▶ **What is being asked**: Pull out every line with the word "pudding" from the entries below.

--*--

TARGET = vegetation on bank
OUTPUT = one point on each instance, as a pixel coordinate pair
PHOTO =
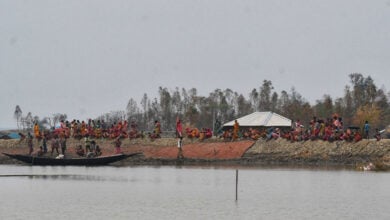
(362, 101)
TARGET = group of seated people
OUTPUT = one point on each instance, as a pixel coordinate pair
(202, 134)
(90, 151)
(98, 129)
(330, 130)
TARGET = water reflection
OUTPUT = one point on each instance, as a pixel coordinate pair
(72, 177)
(272, 192)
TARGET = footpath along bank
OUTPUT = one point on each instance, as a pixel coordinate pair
(164, 151)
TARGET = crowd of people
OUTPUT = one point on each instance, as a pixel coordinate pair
(330, 129)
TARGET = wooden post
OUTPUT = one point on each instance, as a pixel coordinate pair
(236, 185)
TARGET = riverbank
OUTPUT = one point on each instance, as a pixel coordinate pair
(245, 152)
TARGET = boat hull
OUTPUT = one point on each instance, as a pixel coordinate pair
(45, 161)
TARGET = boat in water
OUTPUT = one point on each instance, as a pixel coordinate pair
(47, 161)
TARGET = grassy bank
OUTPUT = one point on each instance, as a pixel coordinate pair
(164, 151)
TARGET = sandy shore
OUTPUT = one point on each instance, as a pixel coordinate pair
(244, 152)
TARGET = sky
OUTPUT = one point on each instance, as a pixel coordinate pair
(85, 58)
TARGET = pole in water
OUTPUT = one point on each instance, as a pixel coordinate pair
(236, 184)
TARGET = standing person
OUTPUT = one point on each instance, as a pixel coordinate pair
(36, 130)
(366, 129)
(63, 143)
(157, 129)
(117, 144)
(217, 127)
(236, 128)
(179, 128)
(54, 144)
(44, 143)
(30, 143)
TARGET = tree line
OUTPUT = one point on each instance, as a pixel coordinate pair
(362, 100)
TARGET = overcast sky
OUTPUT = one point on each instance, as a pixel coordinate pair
(85, 58)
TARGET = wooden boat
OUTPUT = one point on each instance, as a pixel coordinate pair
(95, 161)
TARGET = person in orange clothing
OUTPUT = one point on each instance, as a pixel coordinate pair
(37, 133)
(236, 128)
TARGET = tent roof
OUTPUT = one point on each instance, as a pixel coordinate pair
(265, 119)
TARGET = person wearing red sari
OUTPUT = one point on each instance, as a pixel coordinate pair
(179, 128)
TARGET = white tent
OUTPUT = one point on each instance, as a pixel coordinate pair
(261, 119)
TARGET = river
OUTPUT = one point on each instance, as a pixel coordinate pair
(144, 192)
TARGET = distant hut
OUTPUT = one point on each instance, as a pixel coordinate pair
(260, 120)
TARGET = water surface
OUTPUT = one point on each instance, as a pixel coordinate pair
(33, 192)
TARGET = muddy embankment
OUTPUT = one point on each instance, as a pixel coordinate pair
(246, 152)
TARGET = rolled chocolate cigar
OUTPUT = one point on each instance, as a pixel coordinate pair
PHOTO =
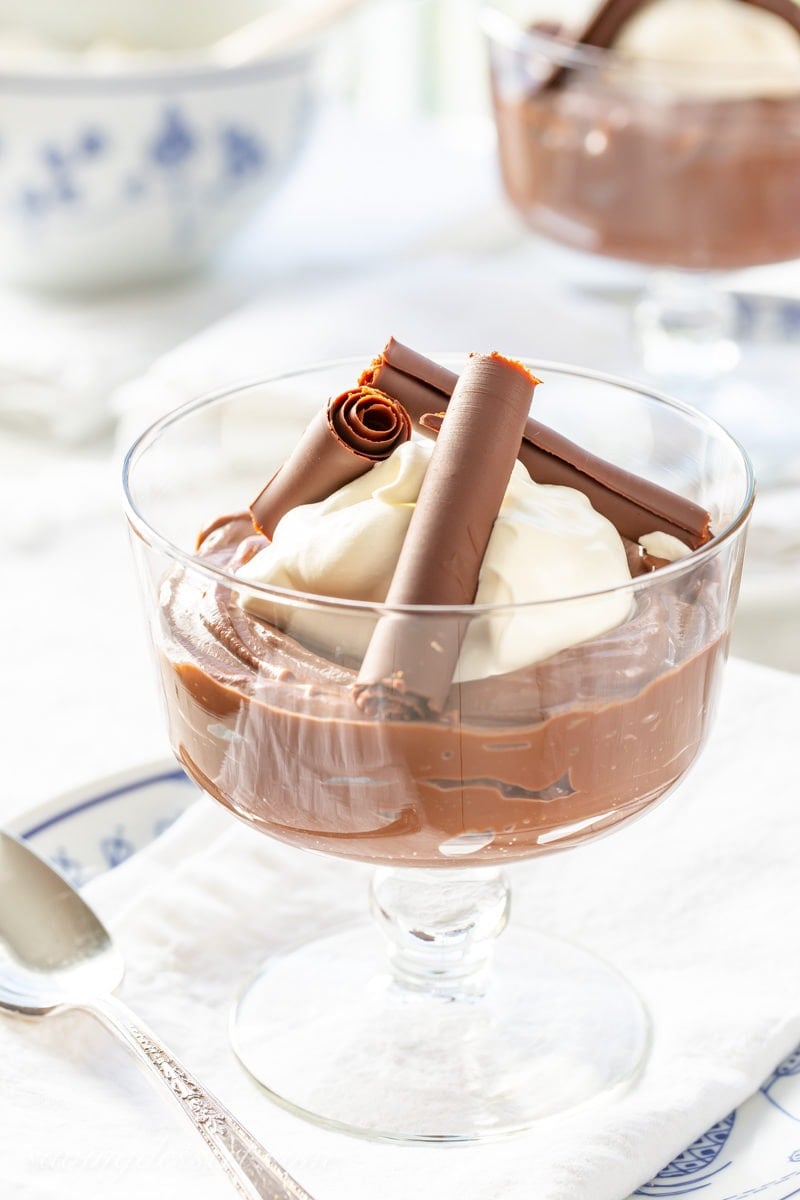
(631, 503)
(356, 430)
(410, 660)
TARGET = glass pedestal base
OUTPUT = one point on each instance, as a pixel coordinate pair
(342, 1043)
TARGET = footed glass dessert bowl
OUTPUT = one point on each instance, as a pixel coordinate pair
(564, 717)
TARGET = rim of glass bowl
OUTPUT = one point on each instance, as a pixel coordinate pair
(196, 66)
(504, 29)
(156, 541)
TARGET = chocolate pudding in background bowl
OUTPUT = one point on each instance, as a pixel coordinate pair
(582, 687)
(662, 135)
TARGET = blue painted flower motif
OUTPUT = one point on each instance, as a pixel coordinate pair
(115, 849)
(691, 1170)
(242, 153)
(175, 142)
(68, 867)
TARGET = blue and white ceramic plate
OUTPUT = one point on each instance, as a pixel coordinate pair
(95, 828)
(752, 1155)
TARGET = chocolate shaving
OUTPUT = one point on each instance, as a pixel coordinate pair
(632, 504)
(356, 430)
(409, 664)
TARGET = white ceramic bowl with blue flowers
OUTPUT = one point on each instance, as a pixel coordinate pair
(127, 153)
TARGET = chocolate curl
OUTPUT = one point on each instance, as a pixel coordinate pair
(602, 30)
(632, 504)
(409, 664)
(356, 430)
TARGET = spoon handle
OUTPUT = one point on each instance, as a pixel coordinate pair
(248, 1165)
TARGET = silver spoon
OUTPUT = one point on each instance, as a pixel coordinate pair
(56, 954)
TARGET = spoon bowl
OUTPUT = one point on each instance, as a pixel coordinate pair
(55, 954)
(54, 951)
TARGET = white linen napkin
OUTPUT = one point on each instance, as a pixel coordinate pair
(692, 903)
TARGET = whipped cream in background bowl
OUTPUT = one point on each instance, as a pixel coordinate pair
(128, 153)
(581, 696)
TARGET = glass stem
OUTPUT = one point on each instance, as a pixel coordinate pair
(440, 927)
(685, 324)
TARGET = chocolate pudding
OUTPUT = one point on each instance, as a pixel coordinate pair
(618, 161)
(516, 765)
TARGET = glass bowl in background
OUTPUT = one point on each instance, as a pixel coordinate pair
(465, 1030)
(680, 178)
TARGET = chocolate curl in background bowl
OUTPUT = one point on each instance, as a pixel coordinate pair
(632, 504)
(408, 669)
(605, 27)
(356, 430)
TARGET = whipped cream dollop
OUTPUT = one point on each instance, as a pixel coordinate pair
(737, 48)
(547, 544)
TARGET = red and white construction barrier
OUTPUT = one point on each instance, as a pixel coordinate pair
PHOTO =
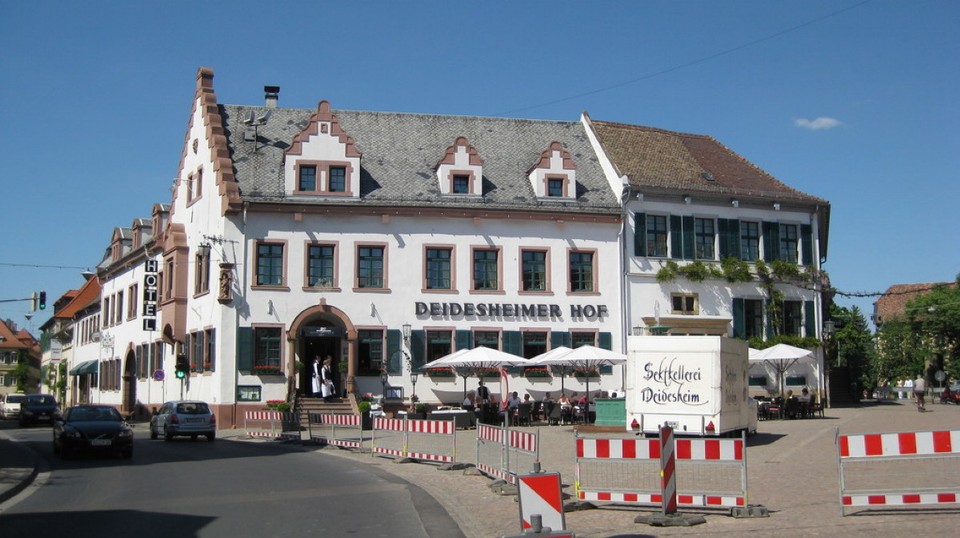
(919, 468)
(271, 425)
(424, 440)
(600, 474)
(345, 431)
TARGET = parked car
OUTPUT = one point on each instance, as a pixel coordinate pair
(37, 408)
(91, 429)
(10, 405)
(184, 418)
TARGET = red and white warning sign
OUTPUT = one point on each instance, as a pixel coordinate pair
(540, 494)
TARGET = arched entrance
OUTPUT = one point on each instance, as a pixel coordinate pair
(318, 332)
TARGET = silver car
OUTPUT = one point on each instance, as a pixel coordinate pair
(184, 418)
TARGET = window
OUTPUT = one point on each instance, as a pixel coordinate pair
(210, 356)
(307, 177)
(370, 351)
(792, 318)
(486, 270)
(490, 339)
(320, 266)
(438, 268)
(132, 303)
(534, 343)
(753, 318)
(534, 270)
(684, 303)
(555, 187)
(269, 264)
(788, 243)
(749, 241)
(581, 272)
(338, 179)
(439, 343)
(201, 283)
(461, 184)
(370, 267)
(704, 236)
(266, 349)
(657, 236)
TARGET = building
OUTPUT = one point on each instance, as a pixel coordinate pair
(385, 240)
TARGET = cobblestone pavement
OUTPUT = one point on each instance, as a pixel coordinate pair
(792, 471)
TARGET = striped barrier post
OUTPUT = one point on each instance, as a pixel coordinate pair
(668, 478)
(899, 469)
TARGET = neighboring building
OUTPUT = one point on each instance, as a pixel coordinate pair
(692, 200)
(18, 347)
(387, 240)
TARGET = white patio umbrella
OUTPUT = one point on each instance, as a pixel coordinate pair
(476, 360)
(781, 357)
(587, 358)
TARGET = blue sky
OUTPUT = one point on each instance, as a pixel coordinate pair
(851, 101)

--*--

▶ **Reply to the task**:
TARGET = chocolate pudding in background bowl
TARGET = chocolate pudding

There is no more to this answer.